### Exercise task
Take the line containing "Note to the class: identify the white dining" and all lines after it to the end of the records, and output them exactly.

[Dataset rows]
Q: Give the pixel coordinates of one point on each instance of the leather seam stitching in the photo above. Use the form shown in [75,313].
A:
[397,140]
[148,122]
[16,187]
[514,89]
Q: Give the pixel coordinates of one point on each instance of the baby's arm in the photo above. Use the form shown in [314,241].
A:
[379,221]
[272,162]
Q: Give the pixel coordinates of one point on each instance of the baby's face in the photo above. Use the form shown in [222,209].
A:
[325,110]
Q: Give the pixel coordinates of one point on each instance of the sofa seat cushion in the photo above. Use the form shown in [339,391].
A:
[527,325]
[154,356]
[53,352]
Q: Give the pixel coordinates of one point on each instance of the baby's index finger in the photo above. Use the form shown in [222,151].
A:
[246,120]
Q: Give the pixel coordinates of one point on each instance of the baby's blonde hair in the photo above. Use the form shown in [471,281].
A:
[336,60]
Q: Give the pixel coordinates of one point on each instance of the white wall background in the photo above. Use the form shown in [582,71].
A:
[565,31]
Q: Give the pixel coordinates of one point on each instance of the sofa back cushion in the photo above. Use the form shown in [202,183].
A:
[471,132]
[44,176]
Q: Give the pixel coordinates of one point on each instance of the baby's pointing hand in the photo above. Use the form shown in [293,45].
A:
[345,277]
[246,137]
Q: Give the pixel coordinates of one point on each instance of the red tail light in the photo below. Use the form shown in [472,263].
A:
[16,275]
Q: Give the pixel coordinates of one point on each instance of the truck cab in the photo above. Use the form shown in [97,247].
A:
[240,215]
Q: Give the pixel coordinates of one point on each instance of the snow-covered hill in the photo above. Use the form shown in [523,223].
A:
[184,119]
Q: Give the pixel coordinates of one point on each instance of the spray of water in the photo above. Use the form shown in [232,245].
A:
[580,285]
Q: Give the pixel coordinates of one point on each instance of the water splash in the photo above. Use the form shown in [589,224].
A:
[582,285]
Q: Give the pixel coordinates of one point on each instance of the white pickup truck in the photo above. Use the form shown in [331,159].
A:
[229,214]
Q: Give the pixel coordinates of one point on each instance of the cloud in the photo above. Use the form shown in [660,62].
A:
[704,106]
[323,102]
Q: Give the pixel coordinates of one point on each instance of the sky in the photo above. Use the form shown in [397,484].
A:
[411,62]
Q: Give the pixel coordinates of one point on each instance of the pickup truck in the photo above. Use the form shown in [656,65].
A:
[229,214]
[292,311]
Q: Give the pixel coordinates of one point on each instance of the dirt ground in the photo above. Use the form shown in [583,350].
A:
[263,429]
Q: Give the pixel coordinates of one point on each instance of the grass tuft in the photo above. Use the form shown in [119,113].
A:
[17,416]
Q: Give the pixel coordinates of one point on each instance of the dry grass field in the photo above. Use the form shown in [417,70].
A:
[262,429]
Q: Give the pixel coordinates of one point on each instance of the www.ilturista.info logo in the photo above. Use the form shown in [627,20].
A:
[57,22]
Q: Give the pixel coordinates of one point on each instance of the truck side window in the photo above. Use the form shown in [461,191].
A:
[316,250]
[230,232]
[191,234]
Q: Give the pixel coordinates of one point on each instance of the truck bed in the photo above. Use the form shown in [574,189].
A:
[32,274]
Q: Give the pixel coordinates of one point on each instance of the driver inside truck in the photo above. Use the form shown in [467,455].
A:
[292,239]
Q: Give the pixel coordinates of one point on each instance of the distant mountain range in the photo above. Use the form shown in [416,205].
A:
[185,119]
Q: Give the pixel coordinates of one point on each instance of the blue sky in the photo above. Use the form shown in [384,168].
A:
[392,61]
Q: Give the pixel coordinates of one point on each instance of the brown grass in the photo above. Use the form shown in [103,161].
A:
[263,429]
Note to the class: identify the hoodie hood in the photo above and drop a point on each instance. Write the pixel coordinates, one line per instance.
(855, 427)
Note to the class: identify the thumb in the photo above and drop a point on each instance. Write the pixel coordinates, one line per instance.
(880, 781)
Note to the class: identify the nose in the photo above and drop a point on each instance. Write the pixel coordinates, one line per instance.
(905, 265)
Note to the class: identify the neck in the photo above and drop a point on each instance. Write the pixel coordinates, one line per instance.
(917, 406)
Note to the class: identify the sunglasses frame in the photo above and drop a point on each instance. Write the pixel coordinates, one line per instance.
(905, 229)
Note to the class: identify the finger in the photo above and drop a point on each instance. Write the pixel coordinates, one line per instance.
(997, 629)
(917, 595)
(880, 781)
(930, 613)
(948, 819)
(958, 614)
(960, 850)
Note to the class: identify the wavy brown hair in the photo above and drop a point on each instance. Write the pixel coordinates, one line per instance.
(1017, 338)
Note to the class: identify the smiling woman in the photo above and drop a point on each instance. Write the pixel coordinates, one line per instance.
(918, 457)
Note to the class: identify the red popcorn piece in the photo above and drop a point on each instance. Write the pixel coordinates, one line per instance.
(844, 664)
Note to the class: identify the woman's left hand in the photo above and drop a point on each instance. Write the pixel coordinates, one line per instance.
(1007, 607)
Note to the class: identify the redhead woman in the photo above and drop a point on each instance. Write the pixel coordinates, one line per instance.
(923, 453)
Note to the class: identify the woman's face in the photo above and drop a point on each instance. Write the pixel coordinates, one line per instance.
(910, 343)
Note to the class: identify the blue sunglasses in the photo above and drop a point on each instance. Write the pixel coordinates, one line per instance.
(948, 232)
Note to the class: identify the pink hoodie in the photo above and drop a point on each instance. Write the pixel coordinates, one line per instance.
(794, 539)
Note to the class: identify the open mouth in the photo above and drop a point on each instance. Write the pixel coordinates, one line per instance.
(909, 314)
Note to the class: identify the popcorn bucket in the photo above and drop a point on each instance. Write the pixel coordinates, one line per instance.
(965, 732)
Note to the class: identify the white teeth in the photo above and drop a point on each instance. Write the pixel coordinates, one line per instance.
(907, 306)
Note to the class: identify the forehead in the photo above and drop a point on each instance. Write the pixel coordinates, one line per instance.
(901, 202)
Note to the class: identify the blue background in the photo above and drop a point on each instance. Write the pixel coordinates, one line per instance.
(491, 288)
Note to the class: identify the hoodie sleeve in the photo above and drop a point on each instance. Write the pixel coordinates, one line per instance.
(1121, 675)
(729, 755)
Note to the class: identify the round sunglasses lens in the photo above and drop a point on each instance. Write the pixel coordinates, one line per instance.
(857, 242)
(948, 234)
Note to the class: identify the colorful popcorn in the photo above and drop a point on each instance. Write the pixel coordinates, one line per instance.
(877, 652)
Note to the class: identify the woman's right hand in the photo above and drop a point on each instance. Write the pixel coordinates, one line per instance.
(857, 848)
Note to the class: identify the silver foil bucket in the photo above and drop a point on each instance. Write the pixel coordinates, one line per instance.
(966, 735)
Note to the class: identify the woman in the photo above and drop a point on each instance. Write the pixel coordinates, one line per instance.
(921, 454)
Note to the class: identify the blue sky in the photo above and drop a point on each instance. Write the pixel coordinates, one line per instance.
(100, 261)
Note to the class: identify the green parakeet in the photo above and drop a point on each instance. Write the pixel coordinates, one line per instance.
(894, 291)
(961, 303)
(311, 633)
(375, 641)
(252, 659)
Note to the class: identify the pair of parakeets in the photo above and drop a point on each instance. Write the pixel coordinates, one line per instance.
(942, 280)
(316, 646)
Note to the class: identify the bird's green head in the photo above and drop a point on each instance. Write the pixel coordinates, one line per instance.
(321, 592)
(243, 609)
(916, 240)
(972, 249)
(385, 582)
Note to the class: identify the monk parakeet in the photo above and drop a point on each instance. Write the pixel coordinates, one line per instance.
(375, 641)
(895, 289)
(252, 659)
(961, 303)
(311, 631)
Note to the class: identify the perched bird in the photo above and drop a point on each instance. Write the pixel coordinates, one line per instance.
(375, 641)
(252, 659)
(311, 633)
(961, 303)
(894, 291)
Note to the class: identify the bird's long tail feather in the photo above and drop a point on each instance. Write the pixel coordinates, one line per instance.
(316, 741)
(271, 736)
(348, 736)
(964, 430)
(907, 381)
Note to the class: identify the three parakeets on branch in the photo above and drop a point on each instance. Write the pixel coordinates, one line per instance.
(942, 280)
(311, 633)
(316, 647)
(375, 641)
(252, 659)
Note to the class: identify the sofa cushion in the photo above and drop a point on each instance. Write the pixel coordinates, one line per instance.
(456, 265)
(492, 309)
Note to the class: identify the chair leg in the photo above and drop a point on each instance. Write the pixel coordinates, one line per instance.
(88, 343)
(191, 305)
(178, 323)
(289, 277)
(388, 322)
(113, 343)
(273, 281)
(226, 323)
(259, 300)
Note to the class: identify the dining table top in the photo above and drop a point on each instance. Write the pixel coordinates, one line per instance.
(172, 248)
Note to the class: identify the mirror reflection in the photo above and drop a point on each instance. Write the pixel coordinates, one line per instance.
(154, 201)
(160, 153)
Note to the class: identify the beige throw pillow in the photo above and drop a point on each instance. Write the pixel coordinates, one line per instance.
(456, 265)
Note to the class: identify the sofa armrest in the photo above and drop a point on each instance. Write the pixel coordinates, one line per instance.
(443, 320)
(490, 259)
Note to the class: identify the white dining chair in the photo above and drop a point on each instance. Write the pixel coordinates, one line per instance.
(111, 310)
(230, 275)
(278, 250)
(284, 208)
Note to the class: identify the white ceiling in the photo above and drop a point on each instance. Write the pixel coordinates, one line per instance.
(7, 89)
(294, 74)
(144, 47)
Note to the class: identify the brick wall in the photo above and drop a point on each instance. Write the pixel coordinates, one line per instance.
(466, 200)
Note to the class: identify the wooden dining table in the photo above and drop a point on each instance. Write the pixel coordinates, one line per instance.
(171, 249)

### Output for this exercise
Note to the class: identify the white dining chair in the photo above and drop a point on each instance. Write the pixel coordinates, one line per instance.
(111, 310)
(230, 275)
(278, 250)
(284, 208)
Note to the class: identify the white ceiling in the photo above and drop a point on each instance. Write the pixel coordinates, one line per instance.
(7, 89)
(294, 74)
(144, 47)
Note to the class: identify the brick wall in the photo above and drop a point on each instance. Write the pixel coordinates, one line per instance.
(466, 200)
Note to the class: identify the wooden dining table in the photo above and drop a point on each instance. Write the pixel coordinates, one line per instance.
(171, 249)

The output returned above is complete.